* [EXERCISE] What is the number of lines in the records that contain "metal"? Give only that number.

====== EXTRACTED ENTRIES ======

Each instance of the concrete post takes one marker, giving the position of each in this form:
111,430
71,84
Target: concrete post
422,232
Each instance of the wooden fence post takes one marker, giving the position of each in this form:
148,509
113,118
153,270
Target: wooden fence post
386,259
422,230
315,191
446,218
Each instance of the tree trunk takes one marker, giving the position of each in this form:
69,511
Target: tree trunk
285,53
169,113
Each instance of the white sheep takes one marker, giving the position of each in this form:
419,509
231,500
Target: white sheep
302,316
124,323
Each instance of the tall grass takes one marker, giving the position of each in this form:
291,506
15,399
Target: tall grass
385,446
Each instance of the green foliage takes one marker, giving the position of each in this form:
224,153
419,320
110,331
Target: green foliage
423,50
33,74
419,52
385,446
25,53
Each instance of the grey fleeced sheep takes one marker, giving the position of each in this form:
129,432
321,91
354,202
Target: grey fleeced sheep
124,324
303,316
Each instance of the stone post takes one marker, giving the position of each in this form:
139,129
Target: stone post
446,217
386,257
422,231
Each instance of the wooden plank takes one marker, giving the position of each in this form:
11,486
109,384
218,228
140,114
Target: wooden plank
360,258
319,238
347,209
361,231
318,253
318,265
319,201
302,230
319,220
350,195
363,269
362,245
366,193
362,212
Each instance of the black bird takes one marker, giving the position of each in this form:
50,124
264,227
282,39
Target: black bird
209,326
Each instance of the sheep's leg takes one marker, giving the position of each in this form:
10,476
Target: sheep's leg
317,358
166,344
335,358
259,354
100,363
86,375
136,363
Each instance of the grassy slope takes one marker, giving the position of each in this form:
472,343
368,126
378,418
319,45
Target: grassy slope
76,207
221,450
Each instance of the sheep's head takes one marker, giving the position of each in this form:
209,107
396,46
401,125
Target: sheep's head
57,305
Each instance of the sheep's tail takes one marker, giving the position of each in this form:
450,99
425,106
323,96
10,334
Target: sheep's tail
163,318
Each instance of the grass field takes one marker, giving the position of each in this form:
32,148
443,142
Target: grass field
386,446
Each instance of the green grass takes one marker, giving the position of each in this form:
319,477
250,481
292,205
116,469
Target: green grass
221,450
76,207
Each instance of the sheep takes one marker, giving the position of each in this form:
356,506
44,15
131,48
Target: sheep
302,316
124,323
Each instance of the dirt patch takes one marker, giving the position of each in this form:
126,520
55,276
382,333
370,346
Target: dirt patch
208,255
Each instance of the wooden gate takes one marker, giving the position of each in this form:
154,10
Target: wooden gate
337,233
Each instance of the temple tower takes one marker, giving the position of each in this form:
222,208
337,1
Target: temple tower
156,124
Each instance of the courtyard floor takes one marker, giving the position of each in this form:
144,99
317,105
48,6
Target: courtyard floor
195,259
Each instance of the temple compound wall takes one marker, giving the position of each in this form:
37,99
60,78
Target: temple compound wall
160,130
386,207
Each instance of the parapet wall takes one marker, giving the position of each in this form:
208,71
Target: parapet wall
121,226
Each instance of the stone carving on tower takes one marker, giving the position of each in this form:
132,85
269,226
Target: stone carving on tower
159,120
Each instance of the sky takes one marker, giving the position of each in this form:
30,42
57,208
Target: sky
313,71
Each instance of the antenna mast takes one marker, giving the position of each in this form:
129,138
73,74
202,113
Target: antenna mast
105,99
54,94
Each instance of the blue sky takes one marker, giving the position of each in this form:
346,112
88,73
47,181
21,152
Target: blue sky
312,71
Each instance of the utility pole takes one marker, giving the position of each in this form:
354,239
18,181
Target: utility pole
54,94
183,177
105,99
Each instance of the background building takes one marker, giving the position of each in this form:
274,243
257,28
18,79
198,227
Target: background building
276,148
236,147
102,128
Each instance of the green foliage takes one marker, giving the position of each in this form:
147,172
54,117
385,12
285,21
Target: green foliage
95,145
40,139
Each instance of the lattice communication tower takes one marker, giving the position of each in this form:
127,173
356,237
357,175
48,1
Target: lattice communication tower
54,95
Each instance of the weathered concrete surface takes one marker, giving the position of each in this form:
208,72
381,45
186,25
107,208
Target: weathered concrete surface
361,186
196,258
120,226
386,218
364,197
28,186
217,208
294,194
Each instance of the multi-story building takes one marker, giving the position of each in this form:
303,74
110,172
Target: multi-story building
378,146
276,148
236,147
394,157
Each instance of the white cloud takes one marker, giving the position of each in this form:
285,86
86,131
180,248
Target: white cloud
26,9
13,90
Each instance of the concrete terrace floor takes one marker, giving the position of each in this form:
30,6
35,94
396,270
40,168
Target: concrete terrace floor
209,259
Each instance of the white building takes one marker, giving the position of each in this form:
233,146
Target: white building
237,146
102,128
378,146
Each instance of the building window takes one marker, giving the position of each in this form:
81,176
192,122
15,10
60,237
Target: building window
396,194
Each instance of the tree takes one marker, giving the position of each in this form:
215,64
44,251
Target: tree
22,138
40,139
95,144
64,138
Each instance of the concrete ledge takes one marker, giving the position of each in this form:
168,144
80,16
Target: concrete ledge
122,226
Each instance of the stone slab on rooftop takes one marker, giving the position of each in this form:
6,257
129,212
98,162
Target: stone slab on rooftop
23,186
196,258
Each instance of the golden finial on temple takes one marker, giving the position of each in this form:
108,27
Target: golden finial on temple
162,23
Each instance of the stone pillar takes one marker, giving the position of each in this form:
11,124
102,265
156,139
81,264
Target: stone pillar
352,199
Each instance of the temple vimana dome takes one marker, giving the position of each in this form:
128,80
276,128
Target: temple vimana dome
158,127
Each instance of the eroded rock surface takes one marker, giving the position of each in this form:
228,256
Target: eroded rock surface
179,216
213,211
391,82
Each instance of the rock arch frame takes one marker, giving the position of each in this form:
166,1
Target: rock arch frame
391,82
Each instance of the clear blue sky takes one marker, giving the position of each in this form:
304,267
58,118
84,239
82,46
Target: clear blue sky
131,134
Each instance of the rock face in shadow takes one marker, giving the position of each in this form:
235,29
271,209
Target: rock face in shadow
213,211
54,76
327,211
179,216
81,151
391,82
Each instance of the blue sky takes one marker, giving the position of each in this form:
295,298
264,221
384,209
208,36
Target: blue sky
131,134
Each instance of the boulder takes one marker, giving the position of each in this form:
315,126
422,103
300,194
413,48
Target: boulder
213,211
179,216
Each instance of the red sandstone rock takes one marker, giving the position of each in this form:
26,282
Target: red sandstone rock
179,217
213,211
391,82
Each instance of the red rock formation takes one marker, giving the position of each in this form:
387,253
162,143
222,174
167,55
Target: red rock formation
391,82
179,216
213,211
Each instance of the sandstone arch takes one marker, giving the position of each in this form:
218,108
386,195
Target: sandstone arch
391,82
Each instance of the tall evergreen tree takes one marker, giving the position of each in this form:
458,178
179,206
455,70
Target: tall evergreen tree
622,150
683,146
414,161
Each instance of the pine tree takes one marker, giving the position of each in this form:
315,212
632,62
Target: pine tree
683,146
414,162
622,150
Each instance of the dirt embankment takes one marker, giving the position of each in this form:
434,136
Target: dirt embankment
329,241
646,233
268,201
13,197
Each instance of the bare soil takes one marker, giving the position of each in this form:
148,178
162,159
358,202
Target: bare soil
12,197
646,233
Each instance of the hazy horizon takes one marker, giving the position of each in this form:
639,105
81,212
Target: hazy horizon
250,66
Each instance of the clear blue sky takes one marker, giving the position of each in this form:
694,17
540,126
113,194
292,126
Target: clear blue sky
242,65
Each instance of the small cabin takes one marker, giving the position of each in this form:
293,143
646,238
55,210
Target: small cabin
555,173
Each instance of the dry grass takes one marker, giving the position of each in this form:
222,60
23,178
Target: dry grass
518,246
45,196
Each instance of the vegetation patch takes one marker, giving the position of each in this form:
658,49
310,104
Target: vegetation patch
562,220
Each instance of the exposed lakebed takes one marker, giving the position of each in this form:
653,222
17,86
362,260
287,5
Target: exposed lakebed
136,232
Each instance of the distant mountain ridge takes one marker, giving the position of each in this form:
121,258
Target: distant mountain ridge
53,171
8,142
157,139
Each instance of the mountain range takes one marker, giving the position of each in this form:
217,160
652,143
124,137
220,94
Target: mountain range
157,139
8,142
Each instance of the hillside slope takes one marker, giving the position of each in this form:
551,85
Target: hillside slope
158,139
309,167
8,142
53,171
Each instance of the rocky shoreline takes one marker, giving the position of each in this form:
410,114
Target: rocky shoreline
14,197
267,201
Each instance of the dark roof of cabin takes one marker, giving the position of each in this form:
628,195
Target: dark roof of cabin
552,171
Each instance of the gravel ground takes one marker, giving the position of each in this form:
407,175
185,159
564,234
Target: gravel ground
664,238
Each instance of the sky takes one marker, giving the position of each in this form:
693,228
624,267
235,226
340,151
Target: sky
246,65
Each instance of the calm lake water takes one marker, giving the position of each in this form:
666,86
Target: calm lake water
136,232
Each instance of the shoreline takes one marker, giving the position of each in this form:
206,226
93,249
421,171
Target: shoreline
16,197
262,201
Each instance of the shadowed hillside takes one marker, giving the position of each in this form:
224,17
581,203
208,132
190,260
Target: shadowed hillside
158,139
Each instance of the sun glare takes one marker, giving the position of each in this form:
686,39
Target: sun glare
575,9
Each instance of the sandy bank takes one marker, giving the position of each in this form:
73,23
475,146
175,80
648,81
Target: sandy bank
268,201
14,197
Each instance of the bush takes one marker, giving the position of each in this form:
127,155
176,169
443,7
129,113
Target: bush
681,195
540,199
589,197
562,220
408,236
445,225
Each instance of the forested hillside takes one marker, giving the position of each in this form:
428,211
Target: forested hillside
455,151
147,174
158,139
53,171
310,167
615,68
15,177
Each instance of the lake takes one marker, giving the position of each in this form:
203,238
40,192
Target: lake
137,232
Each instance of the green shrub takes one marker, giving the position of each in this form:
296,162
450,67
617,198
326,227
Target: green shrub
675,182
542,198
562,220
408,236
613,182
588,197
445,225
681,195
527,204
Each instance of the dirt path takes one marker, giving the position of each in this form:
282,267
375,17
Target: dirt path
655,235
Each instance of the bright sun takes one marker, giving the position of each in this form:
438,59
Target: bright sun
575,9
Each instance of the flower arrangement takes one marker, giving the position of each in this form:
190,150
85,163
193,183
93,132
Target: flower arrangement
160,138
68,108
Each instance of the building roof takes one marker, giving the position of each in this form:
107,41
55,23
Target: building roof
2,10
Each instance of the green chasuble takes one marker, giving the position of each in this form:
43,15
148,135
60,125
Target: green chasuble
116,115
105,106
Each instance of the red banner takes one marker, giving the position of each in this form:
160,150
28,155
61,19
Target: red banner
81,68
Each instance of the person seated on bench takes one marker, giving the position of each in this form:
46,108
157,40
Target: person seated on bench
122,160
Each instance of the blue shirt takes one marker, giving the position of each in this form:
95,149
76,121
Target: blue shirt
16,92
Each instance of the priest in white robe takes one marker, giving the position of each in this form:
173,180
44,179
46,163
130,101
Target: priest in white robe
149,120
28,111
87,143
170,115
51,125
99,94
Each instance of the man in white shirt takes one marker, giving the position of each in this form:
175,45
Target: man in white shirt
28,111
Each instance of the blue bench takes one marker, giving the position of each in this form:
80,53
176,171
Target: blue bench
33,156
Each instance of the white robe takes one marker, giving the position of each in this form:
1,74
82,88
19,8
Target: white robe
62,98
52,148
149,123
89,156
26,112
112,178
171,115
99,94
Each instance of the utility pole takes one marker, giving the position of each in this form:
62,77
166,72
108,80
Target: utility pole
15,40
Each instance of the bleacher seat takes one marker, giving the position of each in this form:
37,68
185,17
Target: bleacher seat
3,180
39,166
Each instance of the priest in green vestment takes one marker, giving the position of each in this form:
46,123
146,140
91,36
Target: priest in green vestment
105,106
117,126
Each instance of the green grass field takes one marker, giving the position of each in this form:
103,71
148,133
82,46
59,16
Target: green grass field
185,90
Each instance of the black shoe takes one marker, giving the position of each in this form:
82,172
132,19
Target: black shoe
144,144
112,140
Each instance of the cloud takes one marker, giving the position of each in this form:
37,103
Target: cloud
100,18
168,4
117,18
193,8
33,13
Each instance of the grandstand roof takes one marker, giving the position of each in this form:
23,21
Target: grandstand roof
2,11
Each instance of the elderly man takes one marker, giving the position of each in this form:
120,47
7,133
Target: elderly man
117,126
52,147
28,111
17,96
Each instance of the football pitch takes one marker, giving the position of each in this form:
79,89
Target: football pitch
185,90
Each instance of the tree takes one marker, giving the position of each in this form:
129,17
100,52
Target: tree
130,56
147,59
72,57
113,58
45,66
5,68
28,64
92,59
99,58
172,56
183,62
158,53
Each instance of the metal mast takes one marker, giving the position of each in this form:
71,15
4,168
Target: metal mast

======

* [ANSWER TO THIS PROBLEM] 2